● Task goal
Give again, word for word, only the lines from the one containing "snow-covered roof, returning" through the final line.

Named-object pointing records:

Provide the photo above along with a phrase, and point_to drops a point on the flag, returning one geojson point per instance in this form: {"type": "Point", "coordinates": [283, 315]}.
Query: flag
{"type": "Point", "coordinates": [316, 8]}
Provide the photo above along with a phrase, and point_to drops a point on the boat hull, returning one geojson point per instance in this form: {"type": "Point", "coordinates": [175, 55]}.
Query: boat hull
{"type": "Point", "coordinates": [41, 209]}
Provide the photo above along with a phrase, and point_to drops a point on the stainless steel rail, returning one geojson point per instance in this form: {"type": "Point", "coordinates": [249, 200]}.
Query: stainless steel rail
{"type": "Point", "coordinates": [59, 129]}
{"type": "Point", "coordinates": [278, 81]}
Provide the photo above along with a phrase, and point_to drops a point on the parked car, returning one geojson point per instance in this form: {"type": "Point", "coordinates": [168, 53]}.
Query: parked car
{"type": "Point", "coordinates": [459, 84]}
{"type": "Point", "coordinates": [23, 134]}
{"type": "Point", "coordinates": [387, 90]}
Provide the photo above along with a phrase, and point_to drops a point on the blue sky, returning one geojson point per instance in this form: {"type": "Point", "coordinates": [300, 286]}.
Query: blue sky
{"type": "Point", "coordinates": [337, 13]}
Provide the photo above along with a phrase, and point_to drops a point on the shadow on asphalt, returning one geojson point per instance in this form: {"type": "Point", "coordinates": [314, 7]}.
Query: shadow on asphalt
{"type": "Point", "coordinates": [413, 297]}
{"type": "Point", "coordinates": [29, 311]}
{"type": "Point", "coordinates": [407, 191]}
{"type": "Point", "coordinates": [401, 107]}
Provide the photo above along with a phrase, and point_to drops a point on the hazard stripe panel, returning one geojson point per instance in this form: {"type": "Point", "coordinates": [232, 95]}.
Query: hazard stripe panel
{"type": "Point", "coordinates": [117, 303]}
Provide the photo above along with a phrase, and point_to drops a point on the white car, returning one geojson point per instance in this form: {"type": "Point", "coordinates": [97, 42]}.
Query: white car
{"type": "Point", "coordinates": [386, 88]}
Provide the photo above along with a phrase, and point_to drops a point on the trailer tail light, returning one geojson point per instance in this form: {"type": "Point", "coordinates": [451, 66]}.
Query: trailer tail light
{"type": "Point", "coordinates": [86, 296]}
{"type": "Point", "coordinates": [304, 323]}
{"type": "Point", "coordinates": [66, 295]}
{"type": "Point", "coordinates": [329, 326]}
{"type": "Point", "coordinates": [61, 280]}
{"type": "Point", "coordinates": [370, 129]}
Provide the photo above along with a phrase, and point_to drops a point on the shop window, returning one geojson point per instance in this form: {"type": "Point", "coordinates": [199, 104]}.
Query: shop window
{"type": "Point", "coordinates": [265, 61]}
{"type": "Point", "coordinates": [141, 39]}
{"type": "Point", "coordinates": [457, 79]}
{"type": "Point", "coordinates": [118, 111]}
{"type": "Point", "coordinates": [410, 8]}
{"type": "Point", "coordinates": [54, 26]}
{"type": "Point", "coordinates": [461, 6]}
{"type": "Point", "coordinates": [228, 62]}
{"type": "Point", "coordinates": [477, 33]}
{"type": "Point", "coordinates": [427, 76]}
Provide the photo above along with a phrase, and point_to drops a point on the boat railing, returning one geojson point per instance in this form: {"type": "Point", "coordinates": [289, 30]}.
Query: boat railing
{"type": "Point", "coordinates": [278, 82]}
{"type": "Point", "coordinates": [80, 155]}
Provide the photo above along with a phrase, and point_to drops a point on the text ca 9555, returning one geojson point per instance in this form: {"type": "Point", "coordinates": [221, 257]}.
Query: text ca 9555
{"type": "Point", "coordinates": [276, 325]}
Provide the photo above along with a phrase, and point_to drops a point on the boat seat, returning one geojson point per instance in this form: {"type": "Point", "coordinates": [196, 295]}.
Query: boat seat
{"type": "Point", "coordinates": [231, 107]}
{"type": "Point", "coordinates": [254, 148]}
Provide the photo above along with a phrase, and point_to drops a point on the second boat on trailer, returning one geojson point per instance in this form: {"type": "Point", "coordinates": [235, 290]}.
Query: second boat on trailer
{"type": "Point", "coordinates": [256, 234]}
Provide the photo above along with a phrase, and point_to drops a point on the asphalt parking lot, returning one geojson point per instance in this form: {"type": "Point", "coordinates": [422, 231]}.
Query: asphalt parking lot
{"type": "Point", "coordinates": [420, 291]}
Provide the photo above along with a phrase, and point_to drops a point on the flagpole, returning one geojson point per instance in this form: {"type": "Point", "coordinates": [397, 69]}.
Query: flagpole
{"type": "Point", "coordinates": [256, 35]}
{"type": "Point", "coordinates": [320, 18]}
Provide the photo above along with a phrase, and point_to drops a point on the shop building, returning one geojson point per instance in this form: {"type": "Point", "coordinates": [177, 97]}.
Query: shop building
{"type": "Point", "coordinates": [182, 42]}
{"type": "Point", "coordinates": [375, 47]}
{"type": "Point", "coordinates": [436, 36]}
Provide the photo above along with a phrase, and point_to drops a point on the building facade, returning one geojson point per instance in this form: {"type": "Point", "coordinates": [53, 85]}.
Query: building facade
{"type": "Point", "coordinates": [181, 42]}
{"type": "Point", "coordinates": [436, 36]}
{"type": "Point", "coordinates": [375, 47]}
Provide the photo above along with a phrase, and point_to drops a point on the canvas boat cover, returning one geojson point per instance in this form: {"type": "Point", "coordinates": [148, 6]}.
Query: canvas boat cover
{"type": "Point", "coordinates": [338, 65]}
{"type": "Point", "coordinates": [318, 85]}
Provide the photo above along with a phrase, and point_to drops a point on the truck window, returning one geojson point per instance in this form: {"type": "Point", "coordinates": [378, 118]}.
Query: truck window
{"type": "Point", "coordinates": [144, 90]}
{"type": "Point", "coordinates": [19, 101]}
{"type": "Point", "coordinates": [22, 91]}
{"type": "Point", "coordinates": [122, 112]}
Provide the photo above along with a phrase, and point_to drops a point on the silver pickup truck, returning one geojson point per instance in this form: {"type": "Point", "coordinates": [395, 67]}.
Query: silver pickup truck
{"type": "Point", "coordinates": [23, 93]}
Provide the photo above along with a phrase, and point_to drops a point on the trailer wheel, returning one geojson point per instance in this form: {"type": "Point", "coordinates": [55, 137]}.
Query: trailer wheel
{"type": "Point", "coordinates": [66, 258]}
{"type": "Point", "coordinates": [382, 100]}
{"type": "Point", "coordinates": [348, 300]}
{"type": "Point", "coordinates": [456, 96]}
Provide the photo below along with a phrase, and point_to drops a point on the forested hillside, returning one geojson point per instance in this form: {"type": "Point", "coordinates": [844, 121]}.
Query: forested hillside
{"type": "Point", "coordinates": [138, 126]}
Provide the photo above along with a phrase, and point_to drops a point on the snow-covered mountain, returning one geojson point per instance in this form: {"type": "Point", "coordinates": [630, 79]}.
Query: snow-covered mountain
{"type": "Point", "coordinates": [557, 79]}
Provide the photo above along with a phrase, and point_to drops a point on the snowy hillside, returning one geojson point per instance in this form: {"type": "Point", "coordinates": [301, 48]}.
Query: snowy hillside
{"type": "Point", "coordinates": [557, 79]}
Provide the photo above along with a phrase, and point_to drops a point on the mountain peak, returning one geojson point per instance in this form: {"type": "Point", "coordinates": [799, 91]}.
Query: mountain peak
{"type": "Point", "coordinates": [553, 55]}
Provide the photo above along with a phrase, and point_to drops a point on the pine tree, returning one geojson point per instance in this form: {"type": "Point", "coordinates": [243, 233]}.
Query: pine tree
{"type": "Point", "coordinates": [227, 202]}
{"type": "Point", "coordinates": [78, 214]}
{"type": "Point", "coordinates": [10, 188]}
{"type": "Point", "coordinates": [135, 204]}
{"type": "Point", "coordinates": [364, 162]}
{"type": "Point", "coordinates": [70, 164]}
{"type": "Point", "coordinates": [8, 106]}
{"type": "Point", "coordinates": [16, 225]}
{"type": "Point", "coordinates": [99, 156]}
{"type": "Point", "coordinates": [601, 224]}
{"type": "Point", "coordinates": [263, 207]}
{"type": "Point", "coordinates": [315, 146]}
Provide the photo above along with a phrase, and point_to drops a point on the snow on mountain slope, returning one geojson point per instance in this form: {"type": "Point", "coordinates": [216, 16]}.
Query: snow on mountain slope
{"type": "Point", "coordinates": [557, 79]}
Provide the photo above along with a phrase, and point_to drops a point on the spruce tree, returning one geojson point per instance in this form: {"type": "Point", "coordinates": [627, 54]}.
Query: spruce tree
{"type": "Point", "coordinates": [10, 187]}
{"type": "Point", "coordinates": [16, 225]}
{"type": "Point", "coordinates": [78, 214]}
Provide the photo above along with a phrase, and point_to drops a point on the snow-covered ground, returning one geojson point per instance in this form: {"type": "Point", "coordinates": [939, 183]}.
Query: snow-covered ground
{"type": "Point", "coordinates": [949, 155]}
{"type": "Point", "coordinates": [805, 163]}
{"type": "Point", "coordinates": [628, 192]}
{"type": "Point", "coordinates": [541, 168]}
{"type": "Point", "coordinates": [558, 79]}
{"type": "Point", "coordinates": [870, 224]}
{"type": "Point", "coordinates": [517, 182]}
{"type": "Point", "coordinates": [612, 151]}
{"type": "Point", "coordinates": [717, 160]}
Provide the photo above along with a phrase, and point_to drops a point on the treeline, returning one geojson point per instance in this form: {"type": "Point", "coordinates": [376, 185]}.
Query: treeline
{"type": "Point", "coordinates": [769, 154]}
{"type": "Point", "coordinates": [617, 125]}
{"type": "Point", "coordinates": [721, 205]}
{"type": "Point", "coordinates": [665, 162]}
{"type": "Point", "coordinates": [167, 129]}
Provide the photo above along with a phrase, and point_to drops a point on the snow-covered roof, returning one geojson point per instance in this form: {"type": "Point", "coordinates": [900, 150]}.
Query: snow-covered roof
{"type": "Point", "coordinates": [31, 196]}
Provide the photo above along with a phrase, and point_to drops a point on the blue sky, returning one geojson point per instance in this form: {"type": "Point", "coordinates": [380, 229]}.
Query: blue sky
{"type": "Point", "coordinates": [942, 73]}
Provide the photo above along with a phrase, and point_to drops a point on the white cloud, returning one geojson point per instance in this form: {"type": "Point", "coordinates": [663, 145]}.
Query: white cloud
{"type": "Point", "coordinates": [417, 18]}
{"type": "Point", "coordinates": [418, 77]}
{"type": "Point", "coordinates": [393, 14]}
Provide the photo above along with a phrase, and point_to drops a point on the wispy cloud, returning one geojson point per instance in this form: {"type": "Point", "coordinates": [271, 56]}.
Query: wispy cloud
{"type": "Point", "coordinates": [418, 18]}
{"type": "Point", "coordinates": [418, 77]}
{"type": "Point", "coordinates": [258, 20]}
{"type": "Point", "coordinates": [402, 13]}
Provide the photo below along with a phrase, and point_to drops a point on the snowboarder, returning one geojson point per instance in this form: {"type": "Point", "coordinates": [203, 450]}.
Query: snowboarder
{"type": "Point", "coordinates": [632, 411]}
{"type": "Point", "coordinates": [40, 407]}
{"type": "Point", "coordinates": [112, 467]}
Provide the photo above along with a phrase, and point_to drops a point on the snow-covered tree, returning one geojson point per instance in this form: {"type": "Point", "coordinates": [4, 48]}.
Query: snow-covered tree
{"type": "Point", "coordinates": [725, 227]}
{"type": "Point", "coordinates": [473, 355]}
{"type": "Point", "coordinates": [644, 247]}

● Worked solution
Provide the photo above along with a phrase, and point_to drops a point on the snow-covered roof, returning one geojson point per instance in this form: {"type": "Point", "coordinates": [900, 150]}.
Query: snow-covered roof
{"type": "Point", "coordinates": [31, 196]}
Provide the photo above along with a phrase, and point_to drops a point on the blue sky, returning one geojson point per instance in this form: {"type": "Point", "coordinates": [380, 229]}.
Query: blue sky
{"type": "Point", "coordinates": [942, 73]}
Provide the photo above along with a phrase, and point_to drops a point on the white cloud, returning one geojson point per instance in this form: {"type": "Point", "coordinates": [663, 145]}.
Query: white cloud
{"type": "Point", "coordinates": [417, 18]}
{"type": "Point", "coordinates": [418, 77]}
{"type": "Point", "coordinates": [393, 14]}
Provide the photo above along with a phrase, and point_to drops a point on the wispy cloud, returning one geojson point per instance in this form: {"type": "Point", "coordinates": [271, 56]}.
Query: wispy cloud
{"type": "Point", "coordinates": [418, 18]}
{"type": "Point", "coordinates": [418, 77]}
{"type": "Point", "coordinates": [258, 20]}
{"type": "Point", "coordinates": [402, 13]}
Provide the photo below along with a phrase, and point_to drops a point on the snowboarder, returning one geojson point per instance in this form: {"type": "Point", "coordinates": [203, 450]}.
Query: snowboarder
{"type": "Point", "coordinates": [632, 411]}
{"type": "Point", "coordinates": [40, 407]}
{"type": "Point", "coordinates": [112, 467]}
Provide the photo above along with a phrase, and point_to drops a point on the snow-covered tree, returning one geojson point per instance in this form: {"type": "Point", "coordinates": [4, 48]}.
Query: snow-covered tree
{"type": "Point", "coordinates": [725, 227]}
{"type": "Point", "coordinates": [473, 355]}
{"type": "Point", "coordinates": [644, 247]}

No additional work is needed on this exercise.